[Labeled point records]
::::::::::
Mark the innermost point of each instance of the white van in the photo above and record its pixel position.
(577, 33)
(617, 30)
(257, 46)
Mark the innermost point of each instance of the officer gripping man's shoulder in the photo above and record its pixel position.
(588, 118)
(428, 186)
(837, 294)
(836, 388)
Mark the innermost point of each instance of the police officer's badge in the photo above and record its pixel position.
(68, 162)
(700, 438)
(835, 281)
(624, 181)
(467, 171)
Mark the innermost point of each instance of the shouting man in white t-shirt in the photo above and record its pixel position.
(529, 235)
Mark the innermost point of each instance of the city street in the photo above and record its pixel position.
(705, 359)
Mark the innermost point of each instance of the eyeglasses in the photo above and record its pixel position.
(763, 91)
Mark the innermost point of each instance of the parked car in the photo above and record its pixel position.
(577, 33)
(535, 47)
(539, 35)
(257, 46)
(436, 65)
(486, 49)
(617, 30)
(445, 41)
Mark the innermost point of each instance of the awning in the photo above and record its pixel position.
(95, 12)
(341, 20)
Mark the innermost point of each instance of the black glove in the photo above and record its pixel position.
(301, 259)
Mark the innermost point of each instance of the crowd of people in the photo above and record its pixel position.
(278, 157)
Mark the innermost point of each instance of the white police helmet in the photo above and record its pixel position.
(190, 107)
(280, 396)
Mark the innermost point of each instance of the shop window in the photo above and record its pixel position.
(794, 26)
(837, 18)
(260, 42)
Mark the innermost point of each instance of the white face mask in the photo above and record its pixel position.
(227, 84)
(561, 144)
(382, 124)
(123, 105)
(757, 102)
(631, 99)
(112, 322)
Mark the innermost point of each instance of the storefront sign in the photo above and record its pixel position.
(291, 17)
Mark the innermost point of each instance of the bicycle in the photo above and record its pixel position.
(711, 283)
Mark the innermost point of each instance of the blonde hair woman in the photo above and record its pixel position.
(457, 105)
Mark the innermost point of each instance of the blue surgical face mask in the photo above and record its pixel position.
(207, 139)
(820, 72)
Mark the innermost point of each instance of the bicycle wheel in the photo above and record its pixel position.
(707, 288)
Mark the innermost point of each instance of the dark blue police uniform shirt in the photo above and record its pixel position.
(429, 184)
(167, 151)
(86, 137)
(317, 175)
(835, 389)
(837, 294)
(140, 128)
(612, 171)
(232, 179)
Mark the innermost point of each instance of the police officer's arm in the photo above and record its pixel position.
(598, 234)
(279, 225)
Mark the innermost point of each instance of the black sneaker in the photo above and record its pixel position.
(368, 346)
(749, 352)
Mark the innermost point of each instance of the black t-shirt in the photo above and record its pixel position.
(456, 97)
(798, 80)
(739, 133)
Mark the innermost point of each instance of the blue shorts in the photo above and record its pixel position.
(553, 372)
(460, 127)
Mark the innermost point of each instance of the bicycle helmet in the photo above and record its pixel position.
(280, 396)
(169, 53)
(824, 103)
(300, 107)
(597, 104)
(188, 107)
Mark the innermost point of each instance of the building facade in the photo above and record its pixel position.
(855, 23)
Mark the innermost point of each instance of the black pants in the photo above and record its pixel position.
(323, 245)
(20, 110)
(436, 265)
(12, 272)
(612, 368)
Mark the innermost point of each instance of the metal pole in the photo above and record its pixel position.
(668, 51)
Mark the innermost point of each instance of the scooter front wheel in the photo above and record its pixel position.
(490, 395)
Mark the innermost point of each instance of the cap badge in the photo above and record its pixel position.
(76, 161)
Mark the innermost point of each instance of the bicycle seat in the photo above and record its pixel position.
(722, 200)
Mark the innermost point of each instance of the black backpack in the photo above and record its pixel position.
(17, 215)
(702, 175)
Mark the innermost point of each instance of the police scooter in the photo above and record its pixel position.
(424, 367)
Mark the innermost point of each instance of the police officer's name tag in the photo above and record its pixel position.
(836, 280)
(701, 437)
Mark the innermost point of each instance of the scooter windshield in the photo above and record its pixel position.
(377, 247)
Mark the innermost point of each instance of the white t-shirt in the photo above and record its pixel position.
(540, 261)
::::::::::
▶ [Instructions for the task]: Retype all of the data above line for line, without changing a single character.

▶ [Task solution]:
Mark the innermost point of each instance of the white van in the photo above and record its pixel position.
(577, 33)
(617, 30)
(257, 46)
Mark the innermost point of each instance of the officer gripping man's shoulder in the photo above and record its pixel position.
(588, 118)
(428, 186)
(837, 294)
(836, 388)
Mark the innermost point of each instance of the police officer's badge in the photo above and record its pixel position.
(68, 162)
(700, 438)
(835, 281)
(624, 181)
(467, 171)
Mark the innermost point of each instance of the shouting man in white t-shirt in the photo above and record its pixel position.
(529, 235)
Mark the innermost point of each instance of the city street in the photo above and record its pixel position.
(705, 359)
Mark the innermost point of each instance of the eyeglasses in the photo above and record its pixel position.
(763, 91)
Mark the innermost point of each instance of the parked car in the photo above and record its pixel position.
(577, 33)
(535, 47)
(539, 35)
(257, 46)
(436, 65)
(486, 49)
(617, 30)
(445, 41)
Mark the innermost point of each instance of the awning in the photo above and record its pixel position.
(95, 12)
(341, 20)
Mark the innermost point of each instance of the black glove in the photo above and record its pixel position.
(301, 259)
Mark the innermost point of each instance of the crowd of people in the photo above and record its pixel position.
(278, 157)
Mark the innermost point of each instance of the white police helmet in the photo above and record its pixel position.
(190, 107)
(280, 396)
Mark the innermost point of each instance of the shop window in the photo above and record its pixel position.
(794, 26)
(837, 18)
(260, 42)
Mark the innermost point of each instance of the white face mask in the photo above and record its pixel position.
(227, 84)
(561, 144)
(382, 124)
(123, 105)
(757, 102)
(631, 99)
(112, 322)
Mark the innermost point of each instance of the storefront sign in the photo above and record its pixel position.
(291, 17)
Mark the innermost point of each instance of the bicycle in the photo above and record its pixel position.
(711, 283)
Mark the innermost point of each instance of the blonde hair woman in the photo above and record its pixel position.
(457, 105)
Mark the innermost point of each instance of the blue surgical face mask in the photo above and record its pixel position.
(207, 139)
(820, 72)
Mark the innermost point of each instance of the bicycle wheel in the photo above and record its pixel position.
(707, 288)
Mark the innermost point of each instance of the dark blue police uniform shirt in the photo above and record its pixel position.
(429, 184)
(167, 151)
(86, 137)
(317, 175)
(835, 389)
(837, 294)
(140, 128)
(612, 171)
(232, 179)
Mark the innermost point of each instance of the police officer's arm in the photo above and record its pixel position.
(598, 234)
(279, 225)
Mark the innermost point of each instance of the black sneaker in the photo above and record its pixel position.
(368, 346)
(749, 352)
Mark the innermost point of each instance of the black t-shirt in the photo above and record its pixel position.
(456, 97)
(798, 80)
(739, 133)
Mark the innermost point of each instance of the blue shorts in the photo above and record its pixel position.
(553, 372)
(460, 127)
Mark the innermost point of each instance of the bicycle helmet in the photo above and record its pixel position.
(280, 396)
(169, 53)
(824, 103)
(300, 107)
(597, 104)
(188, 107)
Mark the innermost point of each instance of the building facade in the photo above and record its pixel position.
(855, 23)
Mark the innermost point of each instance of the black pants in the photo above and record its pixel position.
(323, 245)
(20, 110)
(436, 265)
(12, 272)
(612, 368)
Mark the innermost point of each instance of the metal pole in the photo above and record its pixel position.
(668, 51)
Mark the innermost point of each instance of the scooter front wheel in the photo above and record its pixel position.
(490, 395)
Mark the innermost point of each instance of the cap badge in the photo above and record its pixel position.
(76, 161)
Mark the innermost point of each instance of the bicycle seat in the photo above and record its pixel position.
(722, 200)
Mark the innermost point of each instance of the black backpack in the photo above and record its pixel position.
(17, 215)
(702, 175)
Mark the innermost point of each instance of the police scooter in the photo above and record its pixel position.
(424, 367)
Mark the innermost point of each instance of the police officer's name tag in the photo above and record its pixel position.
(836, 280)
(701, 437)
Mark the innermost point of each instance of the scooter windshield in the photo above and record its pixel position.
(377, 247)
Mark the innermost point of each instance of the white t-shirt in the photo above and record its pixel position.
(540, 261)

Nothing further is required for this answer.